Exercise task: Every line in the listing is to be echoed verbatim.

--- Records supplied ---

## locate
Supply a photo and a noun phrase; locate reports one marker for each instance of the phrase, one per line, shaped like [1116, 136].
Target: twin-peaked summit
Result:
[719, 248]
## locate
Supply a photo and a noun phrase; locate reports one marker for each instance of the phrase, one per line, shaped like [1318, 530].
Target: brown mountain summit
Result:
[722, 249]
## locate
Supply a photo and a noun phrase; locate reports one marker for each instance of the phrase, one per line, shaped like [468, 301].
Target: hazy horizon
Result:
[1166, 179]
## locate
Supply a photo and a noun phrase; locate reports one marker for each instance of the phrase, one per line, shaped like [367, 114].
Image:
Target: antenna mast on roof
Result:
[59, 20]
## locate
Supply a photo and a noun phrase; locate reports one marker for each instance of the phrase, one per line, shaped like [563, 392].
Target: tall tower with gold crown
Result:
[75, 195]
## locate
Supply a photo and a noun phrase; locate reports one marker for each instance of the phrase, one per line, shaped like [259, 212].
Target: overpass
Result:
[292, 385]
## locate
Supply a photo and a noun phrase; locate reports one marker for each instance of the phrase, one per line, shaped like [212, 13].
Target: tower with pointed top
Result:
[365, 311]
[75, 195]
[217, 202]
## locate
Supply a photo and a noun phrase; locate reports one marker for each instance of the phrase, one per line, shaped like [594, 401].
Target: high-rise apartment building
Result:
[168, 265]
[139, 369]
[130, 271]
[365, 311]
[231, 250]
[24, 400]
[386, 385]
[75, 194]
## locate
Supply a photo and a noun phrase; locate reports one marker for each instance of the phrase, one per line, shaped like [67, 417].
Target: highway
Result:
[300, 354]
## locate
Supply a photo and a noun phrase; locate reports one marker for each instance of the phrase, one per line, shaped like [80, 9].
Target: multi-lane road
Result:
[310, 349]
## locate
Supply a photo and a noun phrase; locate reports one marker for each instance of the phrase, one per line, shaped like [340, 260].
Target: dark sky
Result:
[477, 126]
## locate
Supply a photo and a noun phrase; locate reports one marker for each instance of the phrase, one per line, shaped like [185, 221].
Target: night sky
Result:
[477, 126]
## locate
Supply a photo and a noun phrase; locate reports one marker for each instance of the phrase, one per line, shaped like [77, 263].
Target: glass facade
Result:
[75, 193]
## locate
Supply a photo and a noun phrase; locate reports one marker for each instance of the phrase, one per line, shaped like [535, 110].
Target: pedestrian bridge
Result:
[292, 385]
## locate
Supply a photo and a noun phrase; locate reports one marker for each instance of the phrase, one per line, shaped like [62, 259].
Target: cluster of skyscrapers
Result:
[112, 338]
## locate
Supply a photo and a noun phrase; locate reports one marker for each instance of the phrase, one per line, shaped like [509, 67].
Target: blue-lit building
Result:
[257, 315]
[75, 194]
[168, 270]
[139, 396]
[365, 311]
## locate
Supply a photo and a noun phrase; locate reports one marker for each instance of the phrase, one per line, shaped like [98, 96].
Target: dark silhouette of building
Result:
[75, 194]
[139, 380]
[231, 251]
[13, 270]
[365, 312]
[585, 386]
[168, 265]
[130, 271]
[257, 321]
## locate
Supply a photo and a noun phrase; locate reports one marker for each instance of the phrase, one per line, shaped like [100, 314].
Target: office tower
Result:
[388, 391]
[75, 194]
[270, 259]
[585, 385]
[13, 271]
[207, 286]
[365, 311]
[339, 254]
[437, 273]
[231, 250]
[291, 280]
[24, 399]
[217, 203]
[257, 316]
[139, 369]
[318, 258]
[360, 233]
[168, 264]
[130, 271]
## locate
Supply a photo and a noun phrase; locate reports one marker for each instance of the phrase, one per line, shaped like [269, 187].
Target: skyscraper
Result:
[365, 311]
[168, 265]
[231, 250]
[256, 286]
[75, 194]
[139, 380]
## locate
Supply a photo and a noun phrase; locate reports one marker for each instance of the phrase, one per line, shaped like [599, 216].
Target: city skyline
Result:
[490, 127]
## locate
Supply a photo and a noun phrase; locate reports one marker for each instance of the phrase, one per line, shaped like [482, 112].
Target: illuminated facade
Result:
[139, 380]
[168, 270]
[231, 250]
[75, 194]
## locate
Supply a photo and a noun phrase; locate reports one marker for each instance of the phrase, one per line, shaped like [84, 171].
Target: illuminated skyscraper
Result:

---

Solution for this exercise:
## locate
Supply a photo and a noun phrase; locate reports one marker for each instance of the phrase, one per line, shaped like [1116, 136].
Target: twin-peaked summit
Result:
[719, 248]
## locate
Supply a photo and a noun phrase; locate reports one marker for each instance of the phrase, one per line, shaped like [1318, 530].
Target: brown mountain summit
Result:
[722, 249]
## locate
Supply a photo and a noun phrase; locate reports one marker for each instance of the phrase, one per line, shaped like [468, 301].
Target: hazy horizon
Result:
[1166, 179]
## locate
Supply a photo and a noun phrase; locate reports one marker for each instance of the phrase, one per line, shaped like [367, 114].
Image:
Target: antenna mast on roof
Result:
[59, 20]
## locate
Supply a photo and a noun phrase; locate reports one marker for each instance of the phrase, one per line, shaped like [563, 392].
Target: tall tower with gold crown
Result:
[75, 195]
## locate
Supply a photo and a noun phrase; locate reports one marker for each instance of the phrase, one per line, shaped like [259, 212].
Target: overpass
Result:
[292, 385]
## locate
Supply a photo and a noun phrase; locate reports one marker for each instance of the phrase, one per line, shaped like [212, 13].
Target: tower with pointed top
Result:
[365, 311]
[75, 195]
[217, 202]
## locate
Supply a photo and a noun phrase; locate reports one marker for each instance of the phrase, one per line, shaped like [594, 401].
Target: high-rise apartment building
Result:
[168, 265]
[139, 369]
[130, 271]
[365, 311]
[231, 250]
[24, 400]
[386, 385]
[75, 194]
## locate
Supply a photo and a noun phrase; locate reports one marker for each instance of the phrase, one per line, shaped like [67, 417].
Target: highway
Result:
[300, 354]
## locate
Supply a photo and a noun phrase; locate reports one marker for each instance of the phrase, one per line, shaped like [80, 9].
Target: multi-lane road
Result:
[310, 349]
## locate
Supply a photo and a noun phrase; locate reports one marker for each instance of the phrase, one per line, shaped like [340, 260].
Target: dark sky
Result:
[477, 126]
## locate
Supply a photo and a noun phrase; locate reports one marker for each instance of the phrase, one per line, shaped like [185, 221].
Target: night sky
Result:
[477, 126]
## locate
Supply a photo and a noun phrase; locate reports one marker for each instance of the phrase, one per line, shaped like [77, 263].
Target: glass facade
Result:
[75, 193]
## locate
Supply a photo and a noun phrase; locate reports one marker for each instance of the phrase, one per line, shaped like [535, 110].
Target: pedestrian bridge
Result:
[292, 385]
## locate
Supply a photo and a noun phrase; locate reports one marker for each instance of the phrase, one per line, shaped like [62, 259].
Target: cluster of skyscrapers
Result:
[112, 338]
## locate
Supply a photo and a noun phrase; locate reports one marker for each instance of the phrase, one per line, shaped like [509, 67].
Target: blue-lit building
Result:
[257, 315]
[75, 194]
[168, 270]
[139, 396]
[365, 311]
## locate
Supply a photo and a noun phrase; locate reports one marker for each instance of the phrase, one per line, shaped like [98, 96].
Target: dark silhouette of building
Result:
[75, 194]
[139, 380]
[231, 251]
[13, 270]
[365, 312]
[585, 386]
[168, 265]
[130, 271]
[257, 321]
## locate
Supply a photo and a noun phrase; locate reports one marker for each instance of the phrase, one per line, shaped like [100, 314].
Target: office tower
Result:
[388, 391]
[75, 194]
[270, 259]
[585, 385]
[13, 271]
[207, 286]
[365, 311]
[339, 254]
[437, 273]
[231, 250]
[291, 280]
[24, 399]
[217, 203]
[257, 316]
[139, 369]
[318, 258]
[360, 233]
[168, 264]
[130, 271]
## locate
Supply a photo and a noun phrase; locate reports one marker for each instance of the phrase, one per line, shaped like [269, 187].
Target: skyscraper
Result:
[365, 311]
[168, 265]
[231, 250]
[256, 286]
[75, 194]
[139, 380]
## locate
Supply a photo and a noun phrase; locate reports one marker for each instance of the phrase, one per line, shaped like [599, 216].
Target: city skyline
Result:
[490, 127]
## locate
Supply a photo and a noun phrase; locate reports one marker for each instance of the phrase, one per line, shaped like [482, 112].
Target: illuminated facade
Result:
[139, 380]
[168, 270]
[231, 250]
[75, 194]
## locate
Supply a photo and a noun phrase; locate reports one marker for each instance of the phrase, one per line, shaped like [84, 171].
Target: illuminated skyscraper
Result:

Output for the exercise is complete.